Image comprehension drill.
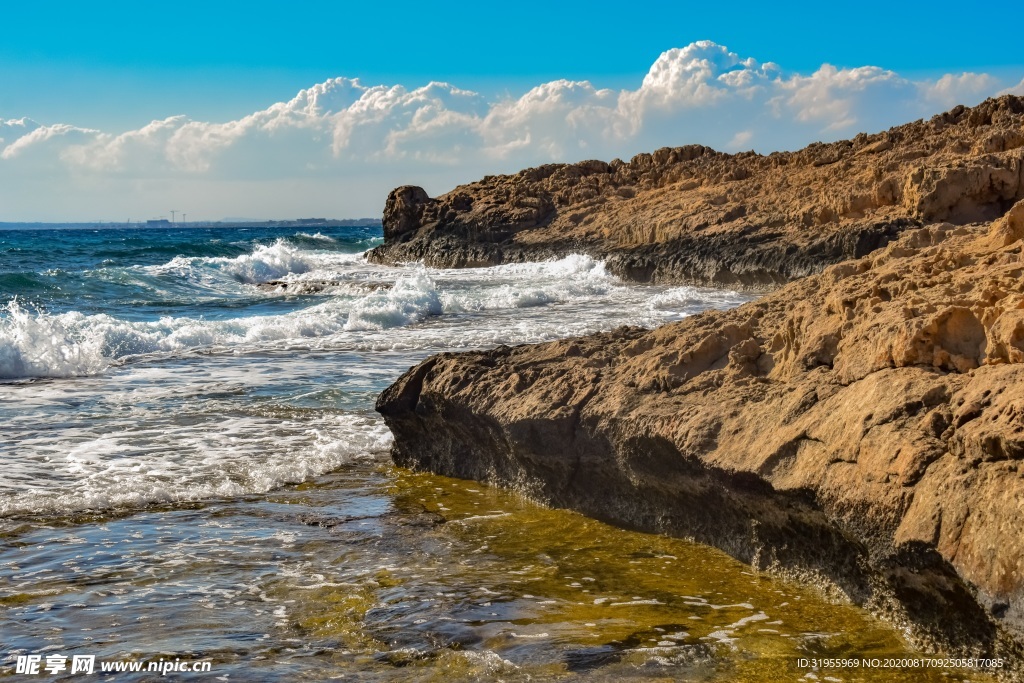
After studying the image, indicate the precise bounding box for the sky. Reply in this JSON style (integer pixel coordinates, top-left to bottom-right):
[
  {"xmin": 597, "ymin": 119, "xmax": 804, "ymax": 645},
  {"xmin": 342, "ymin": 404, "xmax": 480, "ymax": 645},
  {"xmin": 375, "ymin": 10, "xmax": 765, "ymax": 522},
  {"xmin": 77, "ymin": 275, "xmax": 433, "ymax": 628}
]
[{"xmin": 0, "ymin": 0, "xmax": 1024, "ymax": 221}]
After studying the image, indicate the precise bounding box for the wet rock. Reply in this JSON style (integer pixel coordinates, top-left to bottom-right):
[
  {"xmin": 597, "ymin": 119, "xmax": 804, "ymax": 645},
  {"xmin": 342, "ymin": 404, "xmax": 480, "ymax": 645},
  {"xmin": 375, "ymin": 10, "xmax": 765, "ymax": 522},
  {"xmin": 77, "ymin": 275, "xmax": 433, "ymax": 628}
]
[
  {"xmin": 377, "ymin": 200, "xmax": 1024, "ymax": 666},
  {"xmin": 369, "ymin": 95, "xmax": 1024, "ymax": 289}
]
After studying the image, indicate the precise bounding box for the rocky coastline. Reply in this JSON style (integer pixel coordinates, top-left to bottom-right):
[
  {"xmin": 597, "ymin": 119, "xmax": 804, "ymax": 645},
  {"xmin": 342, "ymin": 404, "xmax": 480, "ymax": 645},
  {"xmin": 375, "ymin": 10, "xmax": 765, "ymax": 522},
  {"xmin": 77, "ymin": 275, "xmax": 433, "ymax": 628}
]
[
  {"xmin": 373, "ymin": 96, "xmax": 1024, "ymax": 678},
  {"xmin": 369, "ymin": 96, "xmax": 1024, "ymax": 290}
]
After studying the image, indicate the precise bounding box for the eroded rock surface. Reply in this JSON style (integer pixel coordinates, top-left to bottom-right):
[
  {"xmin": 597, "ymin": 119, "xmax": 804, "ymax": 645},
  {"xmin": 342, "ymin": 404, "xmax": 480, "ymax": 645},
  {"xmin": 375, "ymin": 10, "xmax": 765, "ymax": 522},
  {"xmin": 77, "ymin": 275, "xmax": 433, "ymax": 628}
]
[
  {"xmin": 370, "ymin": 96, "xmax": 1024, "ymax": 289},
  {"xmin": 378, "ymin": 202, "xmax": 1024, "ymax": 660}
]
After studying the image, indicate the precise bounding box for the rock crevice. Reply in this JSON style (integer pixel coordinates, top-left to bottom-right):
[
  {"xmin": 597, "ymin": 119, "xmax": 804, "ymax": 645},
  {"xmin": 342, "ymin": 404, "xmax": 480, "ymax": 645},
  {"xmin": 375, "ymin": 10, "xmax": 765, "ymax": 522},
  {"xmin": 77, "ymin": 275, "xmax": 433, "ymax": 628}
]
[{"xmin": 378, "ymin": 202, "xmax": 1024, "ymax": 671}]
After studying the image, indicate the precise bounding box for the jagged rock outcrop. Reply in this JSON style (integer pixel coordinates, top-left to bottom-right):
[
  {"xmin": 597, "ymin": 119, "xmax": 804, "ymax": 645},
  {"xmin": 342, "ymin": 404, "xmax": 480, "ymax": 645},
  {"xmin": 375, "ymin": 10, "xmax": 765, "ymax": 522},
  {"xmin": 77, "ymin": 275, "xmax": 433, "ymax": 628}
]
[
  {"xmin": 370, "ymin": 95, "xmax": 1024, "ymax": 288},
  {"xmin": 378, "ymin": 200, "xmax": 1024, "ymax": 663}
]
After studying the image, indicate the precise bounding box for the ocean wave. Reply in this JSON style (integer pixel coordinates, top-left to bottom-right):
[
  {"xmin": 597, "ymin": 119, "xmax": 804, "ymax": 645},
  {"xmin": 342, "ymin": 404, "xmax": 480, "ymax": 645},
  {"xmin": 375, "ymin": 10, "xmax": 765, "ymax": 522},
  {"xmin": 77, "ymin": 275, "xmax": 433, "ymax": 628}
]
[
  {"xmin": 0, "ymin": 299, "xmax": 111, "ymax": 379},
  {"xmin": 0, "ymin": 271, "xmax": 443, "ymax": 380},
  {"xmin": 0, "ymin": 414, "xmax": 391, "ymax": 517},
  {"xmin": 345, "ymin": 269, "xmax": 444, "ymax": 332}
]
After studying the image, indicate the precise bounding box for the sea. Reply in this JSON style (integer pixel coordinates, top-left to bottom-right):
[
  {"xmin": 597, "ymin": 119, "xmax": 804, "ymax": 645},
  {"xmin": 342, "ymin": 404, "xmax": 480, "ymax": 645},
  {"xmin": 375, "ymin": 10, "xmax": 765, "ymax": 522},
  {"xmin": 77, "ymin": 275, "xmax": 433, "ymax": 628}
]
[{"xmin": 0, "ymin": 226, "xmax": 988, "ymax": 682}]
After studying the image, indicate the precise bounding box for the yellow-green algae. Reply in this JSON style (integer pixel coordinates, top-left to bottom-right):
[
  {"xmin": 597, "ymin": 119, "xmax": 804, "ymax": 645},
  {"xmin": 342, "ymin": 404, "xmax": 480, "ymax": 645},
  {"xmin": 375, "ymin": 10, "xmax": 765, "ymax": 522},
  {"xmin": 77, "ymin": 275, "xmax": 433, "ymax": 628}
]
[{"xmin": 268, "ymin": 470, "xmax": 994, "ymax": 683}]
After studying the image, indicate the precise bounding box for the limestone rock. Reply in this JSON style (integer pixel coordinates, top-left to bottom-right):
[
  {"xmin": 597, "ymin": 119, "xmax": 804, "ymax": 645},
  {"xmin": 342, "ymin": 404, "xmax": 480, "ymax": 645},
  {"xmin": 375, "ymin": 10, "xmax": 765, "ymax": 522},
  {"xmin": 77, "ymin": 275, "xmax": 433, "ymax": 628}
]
==
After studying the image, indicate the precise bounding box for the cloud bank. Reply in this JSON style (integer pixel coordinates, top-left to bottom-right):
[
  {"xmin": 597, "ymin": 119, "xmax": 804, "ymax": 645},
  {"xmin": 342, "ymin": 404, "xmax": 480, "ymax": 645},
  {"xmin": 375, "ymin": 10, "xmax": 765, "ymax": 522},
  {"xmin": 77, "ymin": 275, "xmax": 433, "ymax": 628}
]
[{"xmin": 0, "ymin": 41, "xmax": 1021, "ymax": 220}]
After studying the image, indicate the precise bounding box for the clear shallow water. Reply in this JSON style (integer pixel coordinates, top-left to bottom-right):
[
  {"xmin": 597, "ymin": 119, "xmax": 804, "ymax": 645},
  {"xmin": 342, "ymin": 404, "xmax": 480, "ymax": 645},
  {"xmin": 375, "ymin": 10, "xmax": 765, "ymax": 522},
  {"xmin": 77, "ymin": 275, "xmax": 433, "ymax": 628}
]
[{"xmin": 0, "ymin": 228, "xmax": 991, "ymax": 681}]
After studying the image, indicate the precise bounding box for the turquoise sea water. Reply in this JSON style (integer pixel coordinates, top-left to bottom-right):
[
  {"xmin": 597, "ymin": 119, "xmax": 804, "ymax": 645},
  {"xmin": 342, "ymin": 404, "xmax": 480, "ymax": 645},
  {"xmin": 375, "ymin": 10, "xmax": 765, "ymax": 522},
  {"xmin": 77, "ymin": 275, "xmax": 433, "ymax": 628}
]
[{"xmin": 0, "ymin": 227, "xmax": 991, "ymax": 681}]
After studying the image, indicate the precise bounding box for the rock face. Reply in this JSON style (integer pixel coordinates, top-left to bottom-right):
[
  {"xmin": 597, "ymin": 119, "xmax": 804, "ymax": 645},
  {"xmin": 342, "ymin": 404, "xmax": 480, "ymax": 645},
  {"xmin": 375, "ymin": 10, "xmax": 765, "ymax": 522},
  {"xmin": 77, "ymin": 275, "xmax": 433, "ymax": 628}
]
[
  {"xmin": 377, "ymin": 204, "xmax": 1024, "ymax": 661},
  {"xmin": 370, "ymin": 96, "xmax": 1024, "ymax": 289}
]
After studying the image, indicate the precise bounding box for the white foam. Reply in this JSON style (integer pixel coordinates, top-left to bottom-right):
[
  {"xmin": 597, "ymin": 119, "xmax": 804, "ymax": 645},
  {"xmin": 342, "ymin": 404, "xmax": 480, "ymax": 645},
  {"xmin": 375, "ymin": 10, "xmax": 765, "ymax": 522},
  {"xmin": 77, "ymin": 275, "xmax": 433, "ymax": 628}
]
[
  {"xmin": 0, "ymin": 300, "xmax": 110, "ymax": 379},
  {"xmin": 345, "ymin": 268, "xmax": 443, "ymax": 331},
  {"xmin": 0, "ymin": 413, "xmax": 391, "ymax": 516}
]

**WHAT IS NEEDED**
Pull out every line of the entries above that contains the word "turquoise".

**RESULT**
After studying the image, indicate the precise bounding box for the turquoise sea water. Reply in this JSON style (integer pixel coordinates, top-left to bottom-right):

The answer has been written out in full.